TEXTO DADO:
══════════════════════════════

Mojo los pies en el agua porque la arena quema. Veo mi próximo objetivo: el chico que rocía y limpia la reposera. Me recuerda al fumigador. ¿Te puedo sacar una foto? Mientras pasa el trapo amarillo con firmeza me cuenta que la desinfecta cada vez que un cliente deja de usarla. Su hotel abrió hace una semana a media capacidad, y está bastante lleno.
Dejo Hollywood, y enfoco al sur, a la glamorosa y sonora South Beach. El viaje es rápido, el tráfico fluye. Me recuerda esas playitas en rincones con menos turistas, esas joyas sin pulir de Florida como Anna María Island, donde no hay show off, y el tráfico no se estanca aunque circulemos paralelo a la playa. Donde la gente se mueve a pie, y el inglés es la primera lengua.
Al llegar a Collins tengo que dejar el auto. Gracias al coronavirus hay lugar para estacionar. No hay glamour, ni música, ni pelos al viento en descapotables. Las tiendas con marcas conocidas tienen pocos clientes, igual que los shoppings. Cruzan sí, algunas parejas con toalla en mano. Resuena el taladro y los martillazos de algún hotel en remodelación.

══════════════════════════════

DATOS EXTRAÍDOS:
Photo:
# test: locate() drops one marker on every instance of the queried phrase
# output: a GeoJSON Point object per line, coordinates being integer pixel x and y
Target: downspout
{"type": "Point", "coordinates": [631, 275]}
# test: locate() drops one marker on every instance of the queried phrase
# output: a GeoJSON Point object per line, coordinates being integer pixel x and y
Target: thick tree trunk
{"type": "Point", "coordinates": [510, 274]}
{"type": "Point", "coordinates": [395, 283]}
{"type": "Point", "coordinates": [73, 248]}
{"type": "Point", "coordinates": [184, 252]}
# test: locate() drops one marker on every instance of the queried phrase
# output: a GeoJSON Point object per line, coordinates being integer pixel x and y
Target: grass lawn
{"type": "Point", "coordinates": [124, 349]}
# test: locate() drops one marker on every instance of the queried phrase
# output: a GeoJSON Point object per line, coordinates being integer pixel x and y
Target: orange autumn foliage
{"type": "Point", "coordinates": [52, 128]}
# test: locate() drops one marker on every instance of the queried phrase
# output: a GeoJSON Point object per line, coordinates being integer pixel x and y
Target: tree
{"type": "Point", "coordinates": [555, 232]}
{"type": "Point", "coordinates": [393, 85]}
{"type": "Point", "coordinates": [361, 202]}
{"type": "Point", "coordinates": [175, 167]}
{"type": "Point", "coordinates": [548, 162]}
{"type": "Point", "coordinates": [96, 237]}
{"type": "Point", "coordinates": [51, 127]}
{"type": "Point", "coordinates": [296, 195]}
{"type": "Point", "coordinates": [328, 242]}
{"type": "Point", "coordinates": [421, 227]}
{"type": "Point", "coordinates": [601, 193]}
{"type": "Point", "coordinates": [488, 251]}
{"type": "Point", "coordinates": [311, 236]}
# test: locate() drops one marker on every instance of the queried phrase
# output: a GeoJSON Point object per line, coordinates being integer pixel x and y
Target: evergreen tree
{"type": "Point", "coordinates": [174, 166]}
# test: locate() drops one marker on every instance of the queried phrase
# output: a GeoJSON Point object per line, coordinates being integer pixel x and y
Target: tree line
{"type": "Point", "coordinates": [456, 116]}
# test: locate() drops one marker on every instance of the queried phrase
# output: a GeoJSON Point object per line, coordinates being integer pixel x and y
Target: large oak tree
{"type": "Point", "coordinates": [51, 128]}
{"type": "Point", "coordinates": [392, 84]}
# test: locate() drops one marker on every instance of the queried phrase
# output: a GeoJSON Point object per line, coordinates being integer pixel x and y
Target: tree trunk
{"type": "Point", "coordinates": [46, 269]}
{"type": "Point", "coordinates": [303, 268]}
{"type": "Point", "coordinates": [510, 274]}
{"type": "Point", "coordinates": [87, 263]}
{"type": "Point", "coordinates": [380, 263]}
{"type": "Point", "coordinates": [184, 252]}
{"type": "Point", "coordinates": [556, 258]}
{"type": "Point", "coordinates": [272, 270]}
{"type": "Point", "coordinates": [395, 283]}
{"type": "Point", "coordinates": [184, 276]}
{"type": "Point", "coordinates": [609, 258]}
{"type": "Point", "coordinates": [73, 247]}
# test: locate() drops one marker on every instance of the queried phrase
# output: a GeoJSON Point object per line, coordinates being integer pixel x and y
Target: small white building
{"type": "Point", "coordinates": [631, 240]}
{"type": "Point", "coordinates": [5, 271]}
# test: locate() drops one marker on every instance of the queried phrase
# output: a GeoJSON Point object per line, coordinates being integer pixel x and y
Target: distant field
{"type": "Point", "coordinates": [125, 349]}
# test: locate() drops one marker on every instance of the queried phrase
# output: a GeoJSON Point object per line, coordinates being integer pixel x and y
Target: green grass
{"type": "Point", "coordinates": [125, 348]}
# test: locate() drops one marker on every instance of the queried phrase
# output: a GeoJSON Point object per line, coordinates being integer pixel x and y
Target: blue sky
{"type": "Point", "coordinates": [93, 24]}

══════════════════════════════

PREGUNTAS:
**1.** Enumere todos los lugares designados con nombre propio en el texto dado, en el orden en que aparecen.
**2.** Cite del texto dado todo lo que va desde "Mojo los pies" hasta "la primera lengua.", ambos incluidos.

RESPUESTAS:
**1.** Hollywood, South Beach, Florida, Anna María Island, Collins

**2.**
Mojo los pies en el agua porque la arena quema. Veo mi próximo objetivo: el chico que rocía y limpia la reposera. Me recuerda al fumigador. ¿Te puedo sacar una foto? Mientras pasa el trapo amarillo con firmeza me cuenta que la desinfecta cada vez que un cliente deja de usarla. Su hotel abrió hace una semana a media capacidad, y está bastante lleno.
Dejo Hollywood, y enfoco al sur, a la glamorosa y sonora South Beach. El viaje es rápido, el tráfico fluye. Me recuerda esas playitas en rincones con menos turistas, esas joyas sin pulir de Florida como Anna María Island, donde no hay show off, y el tráfico no se estanca aunque circulemos paralelo a la playa. Donde la gente se mueve a pie, y el inglés es la primera lengua.